■ **REQUIRED WORK**
Scan the records below for the line with "Question: Looking at the photograph above, identify the rolling" and the line with "Question: Looking at the photograph above, identify the bottle". Repeat those two lines and every line between them exactly, and nothing else.

■ **TASK MATERIAL**
# # # #
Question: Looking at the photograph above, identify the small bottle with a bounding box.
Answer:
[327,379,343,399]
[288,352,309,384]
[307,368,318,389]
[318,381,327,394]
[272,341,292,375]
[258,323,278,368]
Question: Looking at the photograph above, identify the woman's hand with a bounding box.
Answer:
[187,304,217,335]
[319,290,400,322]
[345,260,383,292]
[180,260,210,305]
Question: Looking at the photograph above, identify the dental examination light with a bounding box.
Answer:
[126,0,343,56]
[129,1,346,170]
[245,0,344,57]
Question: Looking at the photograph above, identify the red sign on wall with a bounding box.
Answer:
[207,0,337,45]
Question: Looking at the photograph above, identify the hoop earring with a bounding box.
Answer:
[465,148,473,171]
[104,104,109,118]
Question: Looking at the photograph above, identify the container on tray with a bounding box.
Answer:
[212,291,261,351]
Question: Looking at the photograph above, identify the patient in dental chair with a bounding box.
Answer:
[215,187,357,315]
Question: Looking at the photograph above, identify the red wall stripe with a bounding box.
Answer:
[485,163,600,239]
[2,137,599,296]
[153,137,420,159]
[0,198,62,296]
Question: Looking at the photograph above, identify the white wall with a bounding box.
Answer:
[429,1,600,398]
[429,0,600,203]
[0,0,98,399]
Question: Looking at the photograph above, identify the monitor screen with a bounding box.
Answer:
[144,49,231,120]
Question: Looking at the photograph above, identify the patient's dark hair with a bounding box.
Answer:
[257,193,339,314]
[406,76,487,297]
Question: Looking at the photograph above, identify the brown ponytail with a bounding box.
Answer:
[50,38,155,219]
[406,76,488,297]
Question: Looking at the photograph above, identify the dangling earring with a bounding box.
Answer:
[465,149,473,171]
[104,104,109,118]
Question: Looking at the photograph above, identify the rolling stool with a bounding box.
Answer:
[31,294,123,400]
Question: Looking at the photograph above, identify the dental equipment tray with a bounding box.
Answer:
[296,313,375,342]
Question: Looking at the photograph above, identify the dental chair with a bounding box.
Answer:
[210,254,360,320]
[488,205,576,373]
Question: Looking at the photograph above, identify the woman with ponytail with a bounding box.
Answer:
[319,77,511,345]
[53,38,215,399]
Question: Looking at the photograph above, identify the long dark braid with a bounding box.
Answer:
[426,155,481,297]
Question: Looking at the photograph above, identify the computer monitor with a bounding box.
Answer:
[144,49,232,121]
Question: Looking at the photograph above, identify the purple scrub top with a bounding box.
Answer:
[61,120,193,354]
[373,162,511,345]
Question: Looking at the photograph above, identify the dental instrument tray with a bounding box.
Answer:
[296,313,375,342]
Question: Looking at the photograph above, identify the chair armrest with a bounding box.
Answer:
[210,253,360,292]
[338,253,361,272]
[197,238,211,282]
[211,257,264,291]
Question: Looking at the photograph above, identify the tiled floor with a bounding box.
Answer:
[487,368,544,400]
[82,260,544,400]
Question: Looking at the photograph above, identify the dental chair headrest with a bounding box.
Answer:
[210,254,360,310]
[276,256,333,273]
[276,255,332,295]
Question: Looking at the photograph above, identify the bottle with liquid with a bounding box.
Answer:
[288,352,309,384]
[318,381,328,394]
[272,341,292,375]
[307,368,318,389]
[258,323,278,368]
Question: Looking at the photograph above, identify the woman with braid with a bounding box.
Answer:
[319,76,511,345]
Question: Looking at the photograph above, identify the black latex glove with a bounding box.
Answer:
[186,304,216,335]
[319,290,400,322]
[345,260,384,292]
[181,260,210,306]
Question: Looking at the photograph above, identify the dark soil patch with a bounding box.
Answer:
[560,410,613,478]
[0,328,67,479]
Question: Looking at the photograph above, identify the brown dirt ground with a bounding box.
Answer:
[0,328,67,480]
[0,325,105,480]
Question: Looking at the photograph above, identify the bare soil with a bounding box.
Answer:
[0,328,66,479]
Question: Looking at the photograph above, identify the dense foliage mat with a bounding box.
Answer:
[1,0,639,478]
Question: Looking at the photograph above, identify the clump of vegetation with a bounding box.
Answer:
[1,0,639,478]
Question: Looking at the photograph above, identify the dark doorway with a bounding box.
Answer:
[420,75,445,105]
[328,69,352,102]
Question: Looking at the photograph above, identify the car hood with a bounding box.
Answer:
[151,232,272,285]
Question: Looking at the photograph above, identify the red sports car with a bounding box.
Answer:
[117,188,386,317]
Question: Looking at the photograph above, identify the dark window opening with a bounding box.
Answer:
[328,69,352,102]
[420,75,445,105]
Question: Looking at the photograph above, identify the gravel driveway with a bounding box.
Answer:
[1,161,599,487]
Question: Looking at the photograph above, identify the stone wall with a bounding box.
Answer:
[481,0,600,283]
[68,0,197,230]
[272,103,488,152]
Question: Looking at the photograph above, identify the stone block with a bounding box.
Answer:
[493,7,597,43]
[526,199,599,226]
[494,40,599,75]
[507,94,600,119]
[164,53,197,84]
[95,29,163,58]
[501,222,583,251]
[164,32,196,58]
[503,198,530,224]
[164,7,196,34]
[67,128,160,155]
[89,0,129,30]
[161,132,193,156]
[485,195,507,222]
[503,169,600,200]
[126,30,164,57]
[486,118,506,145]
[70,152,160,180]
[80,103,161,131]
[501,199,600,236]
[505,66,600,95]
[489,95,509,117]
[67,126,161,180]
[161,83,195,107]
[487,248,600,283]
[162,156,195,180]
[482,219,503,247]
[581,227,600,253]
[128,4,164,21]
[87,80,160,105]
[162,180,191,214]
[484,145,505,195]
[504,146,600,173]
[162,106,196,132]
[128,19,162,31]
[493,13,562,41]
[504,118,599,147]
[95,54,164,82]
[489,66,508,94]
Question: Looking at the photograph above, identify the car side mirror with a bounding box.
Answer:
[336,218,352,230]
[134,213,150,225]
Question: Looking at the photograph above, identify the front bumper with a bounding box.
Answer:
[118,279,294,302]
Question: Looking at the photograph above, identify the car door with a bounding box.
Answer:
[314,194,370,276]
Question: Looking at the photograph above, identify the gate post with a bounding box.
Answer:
# # # #
■ **ANSWER SPACE**
Question: Looking at the photograph above, identify the rolling stool with a bounding box.
Answer:
[31,294,123,400]
Question: Looking at the photograph above, identify the dental equipment tray with a bounding box.
Answer:
[296,313,375,342]
Question: Looking at the photograph above, identify the dental chair with a bounding box.
Answer:
[210,254,360,320]
[488,205,576,373]
Question: Looking at the photograph above, identify the woman with ponytail with a bounding box.
Answer:
[319,77,511,345]
[53,38,215,399]
Question: Looking at the photograph above, identify the long dark braid with a bounding box.
Answer:
[426,155,481,297]
Question: Looking at the photograph above, identify the computer monitor with a bounding box.
Answer:
[144,49,232,121]
Question: Looking at the photograph above, identify the purple scrub top with a bounding box.
Answer:
[61,120,193,354]
[373,162,511,345]
Question: Looking at the photograph above, identify the dental instrument tray with a bounding box.
Answer:
[296,313,375,342]
Question: Looking at the photograph above, identify the chair armrest with a bounding box.
Answer:
[210,253,360,292]
[338,253,361,272]
[197,238,211,282]
[211,257,264,291]
Question: Looking at the photograph above, identify the tiled floor with a bounding box.
Answer:
[487,368,544,400]
[82,260,544,400]
Question: Looking at the photograph above, identify the dental chair headrest with a bounding box.
Answer:
[210,254,360,310]
[276,256,333,273]
[276,255,332,295]
Question: Looking at the photograph above, identify the bottle with liquid with a bounding box.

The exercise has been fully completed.